Items from a data source
——

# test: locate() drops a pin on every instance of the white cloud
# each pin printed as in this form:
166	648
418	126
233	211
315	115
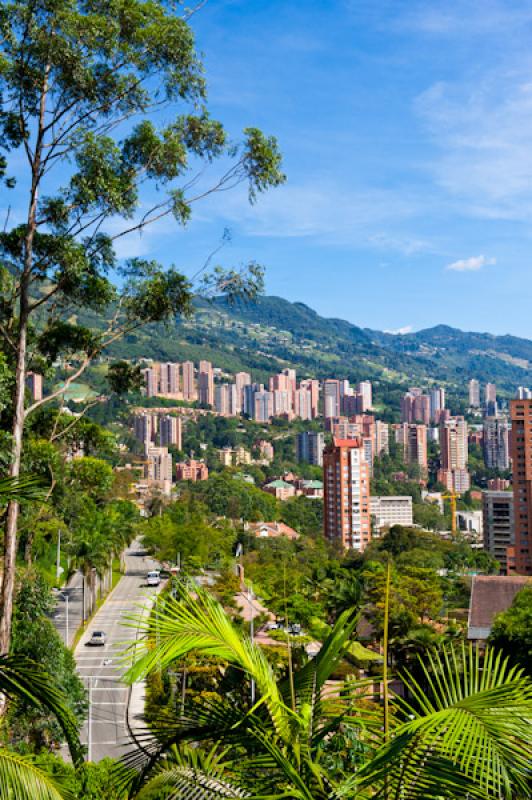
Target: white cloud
472	264
483	129
401	331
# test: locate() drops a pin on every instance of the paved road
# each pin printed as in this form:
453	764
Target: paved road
99	667
74	592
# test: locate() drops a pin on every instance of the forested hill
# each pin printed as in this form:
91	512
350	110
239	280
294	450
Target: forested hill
272	332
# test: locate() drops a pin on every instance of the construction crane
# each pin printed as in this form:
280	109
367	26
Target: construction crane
452	496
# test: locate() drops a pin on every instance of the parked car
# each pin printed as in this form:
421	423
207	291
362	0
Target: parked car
153	578
97	639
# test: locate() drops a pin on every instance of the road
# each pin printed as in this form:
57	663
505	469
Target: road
106	732
74	592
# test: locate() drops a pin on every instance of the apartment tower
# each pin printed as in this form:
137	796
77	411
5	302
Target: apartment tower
347	520
521	448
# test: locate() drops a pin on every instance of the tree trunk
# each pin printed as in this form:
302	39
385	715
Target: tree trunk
11	526
10	533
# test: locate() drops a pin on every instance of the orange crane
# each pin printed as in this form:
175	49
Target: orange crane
452	496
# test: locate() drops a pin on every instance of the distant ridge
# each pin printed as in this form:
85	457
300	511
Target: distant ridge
271	332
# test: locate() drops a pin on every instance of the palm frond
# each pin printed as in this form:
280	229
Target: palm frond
470	732
22	779
22	678
191	774
196	622
22	488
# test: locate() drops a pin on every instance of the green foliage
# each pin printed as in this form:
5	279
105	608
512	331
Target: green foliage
92	476
36	639
467	735
187	530
228	496
304	515
512	630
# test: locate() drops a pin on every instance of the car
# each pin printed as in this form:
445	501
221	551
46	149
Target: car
153	578
97	639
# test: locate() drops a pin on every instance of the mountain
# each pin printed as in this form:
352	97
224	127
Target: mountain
271	332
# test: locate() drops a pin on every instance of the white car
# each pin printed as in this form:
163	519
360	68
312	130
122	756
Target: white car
97	639
153	578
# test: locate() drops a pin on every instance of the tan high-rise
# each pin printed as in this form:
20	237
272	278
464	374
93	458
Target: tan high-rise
347	519
521	449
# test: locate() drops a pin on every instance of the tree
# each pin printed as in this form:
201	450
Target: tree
81	85
35	638
20	776
467	736
512	630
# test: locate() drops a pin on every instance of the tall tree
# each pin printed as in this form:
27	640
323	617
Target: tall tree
83	84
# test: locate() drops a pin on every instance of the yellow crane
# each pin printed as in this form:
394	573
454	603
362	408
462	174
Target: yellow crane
452	496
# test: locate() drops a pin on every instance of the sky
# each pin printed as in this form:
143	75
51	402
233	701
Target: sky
406	132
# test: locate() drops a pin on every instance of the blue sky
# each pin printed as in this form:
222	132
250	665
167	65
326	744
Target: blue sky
406	129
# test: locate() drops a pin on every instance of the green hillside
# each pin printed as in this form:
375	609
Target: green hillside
271	333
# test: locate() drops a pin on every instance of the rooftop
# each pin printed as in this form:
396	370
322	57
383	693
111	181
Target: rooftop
490	595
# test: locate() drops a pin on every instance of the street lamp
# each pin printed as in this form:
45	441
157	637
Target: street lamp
66	598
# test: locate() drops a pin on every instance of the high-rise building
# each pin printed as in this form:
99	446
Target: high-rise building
206	383
437	403
474	393
413	438
313	387
490	393
282	402
382	434
171	431
226	399
495	443
365	390
303	403
242	379
309	447
498	524
192	471
262	406
421	411
290	375
407	407
454	453
158	467
34	384
145	428
189	382
347	519
521	449
415	407
169	382
331	398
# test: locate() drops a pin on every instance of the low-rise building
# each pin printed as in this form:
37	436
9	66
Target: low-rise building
280	489
192	471
491	595
272	530
391	510
498	525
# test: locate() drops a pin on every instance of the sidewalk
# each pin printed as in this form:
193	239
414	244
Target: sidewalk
74	592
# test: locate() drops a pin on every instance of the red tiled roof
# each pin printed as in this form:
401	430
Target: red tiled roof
346	442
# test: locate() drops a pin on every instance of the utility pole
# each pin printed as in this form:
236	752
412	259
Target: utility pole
89	724
58	569
66	598
252	635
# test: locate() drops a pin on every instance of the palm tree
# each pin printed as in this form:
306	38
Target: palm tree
467	736
20	777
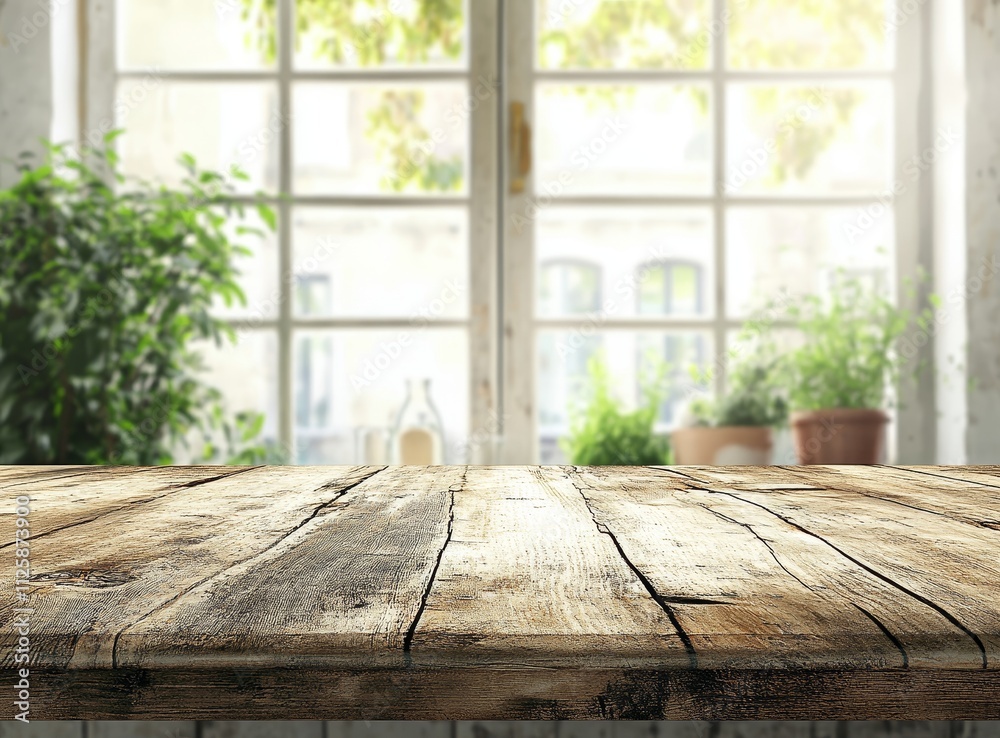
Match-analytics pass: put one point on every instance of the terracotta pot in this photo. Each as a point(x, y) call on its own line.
point(839, 436)
point(722, 446)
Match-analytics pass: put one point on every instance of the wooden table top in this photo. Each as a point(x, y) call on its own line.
point(509, 592)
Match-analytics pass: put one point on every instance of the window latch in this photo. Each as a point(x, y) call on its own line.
point(520, 148)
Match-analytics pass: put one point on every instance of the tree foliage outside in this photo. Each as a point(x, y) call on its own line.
point(603, 433)
point(612, 34)
point(103, 294)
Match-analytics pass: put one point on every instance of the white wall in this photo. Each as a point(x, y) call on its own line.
point(25, 80)
point(982, 221)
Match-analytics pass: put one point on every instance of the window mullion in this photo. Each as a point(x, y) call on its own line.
point(286, 40)
point(719, 177)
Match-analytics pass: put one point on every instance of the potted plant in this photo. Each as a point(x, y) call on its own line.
point(737, 427)
point(839, 378)
point(602, 433)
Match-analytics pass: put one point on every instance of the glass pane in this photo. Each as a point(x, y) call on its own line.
point(380, 33)
point(382, 262)
point(798, 251)
point(222, 124)
point(258, 270)
point(562, 376)
point(794, 139)
point(611, 34)
point(367, 139)
point(195, 34)
point(351, 385)
point(247, 375)
point(622, 140)
point(804, 34)
point(624, 262)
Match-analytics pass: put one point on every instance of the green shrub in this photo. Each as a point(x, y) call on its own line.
point(103, 290)
point(754, 393)
point(603, 434)
point(849, 358)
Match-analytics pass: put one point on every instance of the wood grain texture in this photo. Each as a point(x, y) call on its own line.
point(751, 590)
point(75, 498)
point(526, 550)
point(94, 581)
point(142, 729)
point(262, 729)
point(387, 728)
point(41, 729)
point(952, 568)
point(343, 588)
point(492, 593)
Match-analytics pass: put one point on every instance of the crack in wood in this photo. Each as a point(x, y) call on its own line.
point(758, 537)
point(846, 486)
point(975, 483)
point(412, 630)
point(172, 489)
point(657, 597)
point(207, 480)
point(316, 511)
point(874, 572)
point(54, 476)
point(888, 634)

——

:: Directions ::
Write out exactly the lines above from the line with "Target: distant ridge" through the line with "the tall tree", both of them included, and leave out all other lines.

:: Answer space ::
Target: distant ridge
271	332
# test: locate() drops a pin on every instance of the palm frond
# each pin printed as in this form:
280	229
Target: palm frond
470	732
22	779
22	678
191	774
196	622
22	488
# test: locate() drops a pin on every instance of the green foliage
# each pin printed as in this form:
5	279
105	608
512	331
Target: green foliage
92	476
36	639
467	735
187	530
228	496
304	515
512	630
# test: locate() drops a pin on every instance of the car
# each pin printed as in this form:
445	501
221	551
46	149
Target: car
153	578
97	639
# test: locate() drops a pin on every instance of the mountain
# each pin printed as in this form:
352	97
224	127
Target: mountain
271	332
# test: locate() drops a pin on every instance of the white car
# each pin printed as in this form:
163	519
360	68
312	130
122	756
Target: white car
97	639
153	578
# test: locate() drops a pin on every instance of the tan high-rise
# each pin printed as in this form:
20	237
272	278
464	374
93	458
Target: tan high-rise
347	519
521	449
# test: locate() drops a pin on every instance of the tree
# each pin printed as in this form:
201	450
Target: tree
81	85
35	638
20	776
467	736
512	630
# test: locate() drops a pin on every instance of the tall tree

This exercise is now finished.